*** Opening of DATA EXCERPTS ***
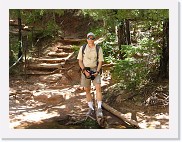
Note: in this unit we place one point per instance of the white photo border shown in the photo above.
(171, 133)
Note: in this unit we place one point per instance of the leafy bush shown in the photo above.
(131, 73)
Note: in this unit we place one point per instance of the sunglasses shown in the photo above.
(90, 38)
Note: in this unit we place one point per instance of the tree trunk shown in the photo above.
(164, 60)
(20, 35)
(121, 40)
(128, 32)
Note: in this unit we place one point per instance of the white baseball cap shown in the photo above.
(90, 34)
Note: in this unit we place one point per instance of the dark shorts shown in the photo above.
(87, 82)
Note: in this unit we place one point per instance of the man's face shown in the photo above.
(90, 39)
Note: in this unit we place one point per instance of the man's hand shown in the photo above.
(87, 73)
(95, 74)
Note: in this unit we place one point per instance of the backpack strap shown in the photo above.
(97, 50)
(83, 49)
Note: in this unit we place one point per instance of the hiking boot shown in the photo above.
(90, 112)
(99, 113)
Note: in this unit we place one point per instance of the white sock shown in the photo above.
(99, 103)
(90, 104)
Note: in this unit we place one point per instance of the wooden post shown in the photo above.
(119, 115)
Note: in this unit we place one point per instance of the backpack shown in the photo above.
(97, 50)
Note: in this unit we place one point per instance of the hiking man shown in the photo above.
(90, 58)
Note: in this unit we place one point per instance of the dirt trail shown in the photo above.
(51, 96)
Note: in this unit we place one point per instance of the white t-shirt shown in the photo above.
(90, 56)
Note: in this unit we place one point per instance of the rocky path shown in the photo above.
(51, 97)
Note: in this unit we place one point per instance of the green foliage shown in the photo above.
(130, 73)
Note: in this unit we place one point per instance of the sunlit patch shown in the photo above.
(32, 117)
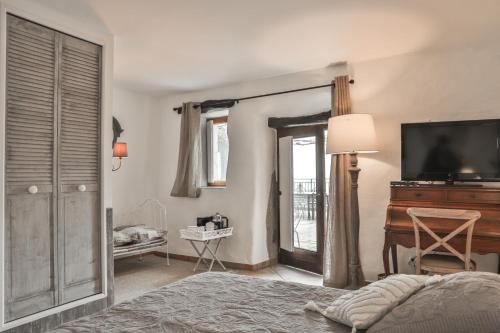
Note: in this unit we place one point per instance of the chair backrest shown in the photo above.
(469, 216)
(151, 213)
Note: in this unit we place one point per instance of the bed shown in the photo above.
(223, 303)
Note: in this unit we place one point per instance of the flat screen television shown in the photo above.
(451, 151)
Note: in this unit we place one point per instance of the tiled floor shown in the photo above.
(134, 277)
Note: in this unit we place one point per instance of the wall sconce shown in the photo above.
(119, 151)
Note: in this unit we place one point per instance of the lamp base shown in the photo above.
(355, 272)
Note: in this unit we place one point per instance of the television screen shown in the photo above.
(451, 151)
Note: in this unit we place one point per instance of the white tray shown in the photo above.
(196, 234)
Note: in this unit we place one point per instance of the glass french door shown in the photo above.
(303, 184)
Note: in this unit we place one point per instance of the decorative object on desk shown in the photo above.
(201, 221)
(200, 234)
(219, 221)
(349, 134)
(195, 235)
(119, 151)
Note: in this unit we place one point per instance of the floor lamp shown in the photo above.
(352, 134)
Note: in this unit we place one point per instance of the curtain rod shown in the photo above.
(237, 100)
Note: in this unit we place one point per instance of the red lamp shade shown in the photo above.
(120, 150)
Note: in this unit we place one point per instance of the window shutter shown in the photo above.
(31, 75)
(30, 276)
(80, 101)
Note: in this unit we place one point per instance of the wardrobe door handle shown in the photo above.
(33, 189)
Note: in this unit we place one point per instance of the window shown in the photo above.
(217, 151)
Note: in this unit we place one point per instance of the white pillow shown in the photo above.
(363, 307)
(120, 238)
(141, 233)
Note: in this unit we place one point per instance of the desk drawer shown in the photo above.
(471, 196)
(417, 194)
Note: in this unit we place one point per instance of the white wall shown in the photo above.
(133, 182)
(453, 85)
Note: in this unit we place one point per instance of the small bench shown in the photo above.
(152, 214)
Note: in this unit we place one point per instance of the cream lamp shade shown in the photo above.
(351, 133)
(120, 150)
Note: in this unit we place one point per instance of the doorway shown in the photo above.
(303, 183)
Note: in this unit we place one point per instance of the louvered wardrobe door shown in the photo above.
(30, 276)
(79, 200)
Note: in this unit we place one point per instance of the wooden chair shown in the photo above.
(443, 263)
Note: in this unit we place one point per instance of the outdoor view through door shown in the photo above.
(304, 187)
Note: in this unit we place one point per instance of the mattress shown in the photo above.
(217, 303)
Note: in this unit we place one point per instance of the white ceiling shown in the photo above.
(181, 45)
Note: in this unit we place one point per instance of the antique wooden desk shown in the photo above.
(399, 227)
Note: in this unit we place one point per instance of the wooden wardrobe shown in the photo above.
(52, 169)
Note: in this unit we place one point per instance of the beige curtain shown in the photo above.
(338, 235)
(187, 181)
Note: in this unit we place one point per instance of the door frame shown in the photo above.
(300, 258)
(66, 24)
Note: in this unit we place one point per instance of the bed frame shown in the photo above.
(151, 213)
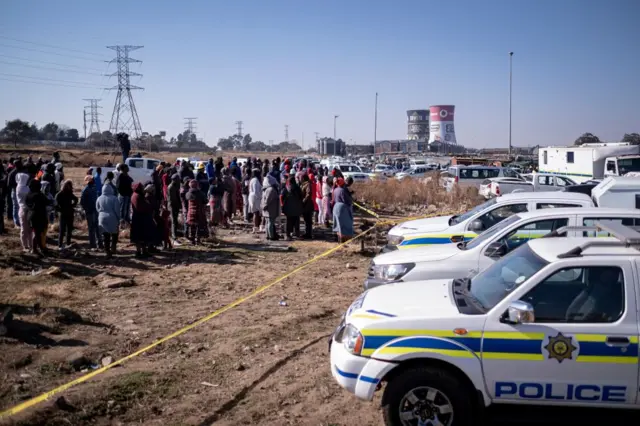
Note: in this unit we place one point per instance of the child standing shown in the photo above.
(66, 203)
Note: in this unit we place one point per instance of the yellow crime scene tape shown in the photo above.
(45, 396)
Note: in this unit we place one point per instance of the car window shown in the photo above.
(560, 181)
(540, 206)
(545, 180)
(593, 294)
(137, 163)
(501, 213)
(591, 221)
(537, 229)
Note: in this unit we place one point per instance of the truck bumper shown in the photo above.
(359, 375)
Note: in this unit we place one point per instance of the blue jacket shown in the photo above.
(88, 198)
(98, 181)
(211, 170)
(108, 208)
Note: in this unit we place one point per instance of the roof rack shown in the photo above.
(627, 236)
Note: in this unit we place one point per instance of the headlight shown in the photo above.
(352, 339)
(391, 272)
(394, 240)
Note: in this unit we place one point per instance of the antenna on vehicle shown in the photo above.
(627, 236)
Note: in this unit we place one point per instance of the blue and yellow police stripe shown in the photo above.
(494, 345)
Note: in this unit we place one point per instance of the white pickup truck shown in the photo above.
(555, 322)
(140, 169)
(535, 182)
(467, 258)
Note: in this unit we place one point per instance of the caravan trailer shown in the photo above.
(590, 161)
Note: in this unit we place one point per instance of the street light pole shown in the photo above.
(510, 92)
(335, 141)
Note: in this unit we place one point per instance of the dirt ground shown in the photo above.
(259, 363)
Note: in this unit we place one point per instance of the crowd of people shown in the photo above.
(177, 201)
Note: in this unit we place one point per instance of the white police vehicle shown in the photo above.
(555, 322)
(464, 227)
(469, 257)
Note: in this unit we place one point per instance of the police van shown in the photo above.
(469, 257)
(464, 227)
(554, 322)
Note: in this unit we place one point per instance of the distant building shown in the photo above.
(327, 146)
(418, 124)
(359, 149)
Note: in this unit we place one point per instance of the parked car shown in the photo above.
(473, 175)
(447, 229)
(496, 187)
(460, 260)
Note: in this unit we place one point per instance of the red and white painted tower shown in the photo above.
(441, 128)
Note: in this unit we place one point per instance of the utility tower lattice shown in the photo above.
(190, 125)
(125, 116)
(94, 127)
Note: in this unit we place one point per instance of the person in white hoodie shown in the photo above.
(22, 190)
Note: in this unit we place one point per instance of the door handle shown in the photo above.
(618, 341)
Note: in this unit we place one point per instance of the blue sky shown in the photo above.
(276, 62)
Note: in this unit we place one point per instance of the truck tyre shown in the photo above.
(427, 395)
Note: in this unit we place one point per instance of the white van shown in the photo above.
(448, 229)
(451, 261)
(474, 175)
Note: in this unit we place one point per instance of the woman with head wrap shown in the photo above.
(66, 203)
(254, 199)
(342, 211)
(216, 192)
(174, 204)
(157, 234)
(270, 206)
(197, 216)
(246, 179)
(327, 188)
(307, 206)
(291, 201)
(88, 198)
(37, 204)
(108, 208)
(229, 198)
(142, 225)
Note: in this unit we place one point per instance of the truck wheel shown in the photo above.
(426, 396)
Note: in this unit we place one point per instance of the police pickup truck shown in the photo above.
(464, 227)
(555, 322)
(467, 258)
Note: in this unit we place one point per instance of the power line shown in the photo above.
(49, 53)
(50, 63)
(125, 116)
(94, 127)
(190, 125)
(49, 45)
(45, 83)
(49, 79)
(49, 68)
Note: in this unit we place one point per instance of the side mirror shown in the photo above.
(520, 312)
(496, 249)
(476, 226)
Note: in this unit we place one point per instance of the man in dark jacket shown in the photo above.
(11, 187)
(124, 186)
(175, 203)
(88, 198)
(50, 176)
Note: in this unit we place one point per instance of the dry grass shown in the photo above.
(391, 195)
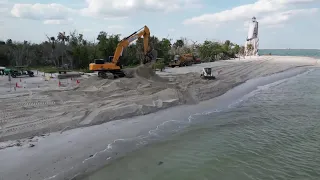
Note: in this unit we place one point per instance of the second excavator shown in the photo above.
(112, 67)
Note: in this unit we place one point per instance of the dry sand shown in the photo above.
(35, 110)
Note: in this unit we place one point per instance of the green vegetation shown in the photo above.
(76, 52)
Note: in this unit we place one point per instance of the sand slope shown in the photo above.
(97, 101)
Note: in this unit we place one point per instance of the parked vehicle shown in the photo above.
(20, 71)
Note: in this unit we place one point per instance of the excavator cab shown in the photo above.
(109, 59)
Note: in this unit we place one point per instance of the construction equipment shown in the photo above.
(182, 60)
(207, 73)
(20, 71)
(112, 67)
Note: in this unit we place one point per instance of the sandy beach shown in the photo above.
(53, 127)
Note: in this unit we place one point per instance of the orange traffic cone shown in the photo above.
(17, 85)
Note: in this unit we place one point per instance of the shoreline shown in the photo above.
(90, 143)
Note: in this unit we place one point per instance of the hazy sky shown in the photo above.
(282, 23)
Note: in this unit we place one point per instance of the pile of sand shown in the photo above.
(97, 100)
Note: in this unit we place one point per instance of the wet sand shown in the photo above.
(92, 102)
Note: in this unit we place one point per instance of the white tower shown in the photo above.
(252, 39)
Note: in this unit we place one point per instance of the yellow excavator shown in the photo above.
(112, 67)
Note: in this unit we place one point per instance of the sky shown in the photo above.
(282, 23)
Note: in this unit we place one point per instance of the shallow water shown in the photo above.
(274, 134)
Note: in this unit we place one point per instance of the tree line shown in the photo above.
(77, 52)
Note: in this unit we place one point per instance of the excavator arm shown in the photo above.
(125, 42)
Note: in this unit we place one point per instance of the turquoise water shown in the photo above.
(291, 52)
(274, 134)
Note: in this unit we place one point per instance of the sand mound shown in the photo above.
(147, 72)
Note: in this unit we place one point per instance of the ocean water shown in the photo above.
(273, 134)
(291, 52)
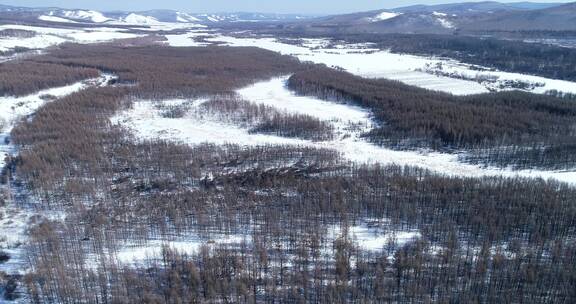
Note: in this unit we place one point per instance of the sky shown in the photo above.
(212, 6)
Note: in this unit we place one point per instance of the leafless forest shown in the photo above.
(481, 240)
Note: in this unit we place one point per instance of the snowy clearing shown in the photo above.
(410, 69)
(55, 19)
(146, 122)
(383, 16)
(46, 37)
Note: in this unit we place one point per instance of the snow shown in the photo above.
(183, 17)
(438, 14)
(446, 23)
(366, 63)
(139, 19)
(146, 121)
(138, 254)
(375, 239)
(92, 16)
(185, 40)
(383, 16)
(55, 19)
(409, 69)
(47, 36)
(349, 122)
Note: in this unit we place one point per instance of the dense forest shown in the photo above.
(295, 208)
(505, 128)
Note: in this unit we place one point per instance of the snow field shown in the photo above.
(350, 122)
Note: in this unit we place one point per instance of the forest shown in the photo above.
(490, 239)
(505, 128)
(507, 55)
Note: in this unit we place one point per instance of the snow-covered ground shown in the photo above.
(364, 60)
(14, 217)
(367, 237)
(46, 36)
(147, 122)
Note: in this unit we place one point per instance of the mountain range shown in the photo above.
(465, 18)
(462, 18)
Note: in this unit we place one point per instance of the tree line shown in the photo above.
(411, 117)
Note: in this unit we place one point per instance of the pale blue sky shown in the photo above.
(265, 6)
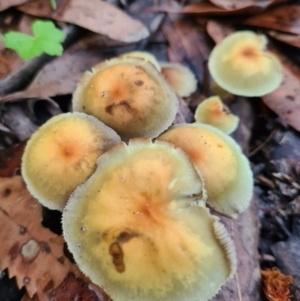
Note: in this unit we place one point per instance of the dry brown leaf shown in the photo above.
(291, 39)
(207, 8)
(276, 285)
(284, 101)
(238, 4)
(59, 76)
(5, 4)
(97, 16)
(283, 18)
(33, 254)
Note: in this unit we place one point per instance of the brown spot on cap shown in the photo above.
*** Close of DATA EXCERPTS ***
▸ WORK INSTRUCTIONS: Because the copy must hold no pictures, return only the lines that run from the line containing "clearing shown in the photo above." to the end of the data above, each exactly as it stands.

▸ ANSWER BELOW:
Note: in this unit we place one point per instance of the snowy clearing shown in the photo above.
(410, 69)
(55, 19)
(146, 122)
(383, 16)
(46, 37)
Note: in this unit we place one point per instance of the snow shown in the photo above.
(183, 17)
(438, 14)
(446, 23)
(366, 63)
(139, 19)
(146, 121)
(138, 254)
(375, 239)
(92, 16)
(185, 40)
(383, 16)
(55, 19)
(409, 69)
(47, 36)
(349, 122)
Note: in this unit we place one point per instance of the dense forest shown in the photo above.
(295, 208)
(505, 128)
Note: in this unit we place one point per instance of the snow field shown in the photo above.
(350, 122)
Note: in this unit we place one point per instance of the forest shown in the photo above.
(490, 239)
(505, 128)
(507, 55)
Note: in this unit we place one point per instance of the snow-covered ground shown in the photo above.
(364, 60)
(14, 217)
(367, 237)
(46, 36)
(147, 122)
Note: in this unit we place one point per instance of the mountain range shown in the photo above.
(465, 18)
(462, 18)
Note: in this unit we place one point per instance of the tree line shown in the photo above.
(411, 117)
Note: in this unit we place one point per instance of the pale blue sky shown in the photo above.
(265, 6)
Note: in this unit we place one point per instance of the dry brown leaf shown in the photo above.
(291, 39)
(207, 8)
(276, 285)
(284, 101)
(238, 4)
(59, 76)
(5, 4)
(97, 16)
(283, 18)
(33, 254)
Note: in this unit we place one point per instance of the brown spot on cap shown in the photo above.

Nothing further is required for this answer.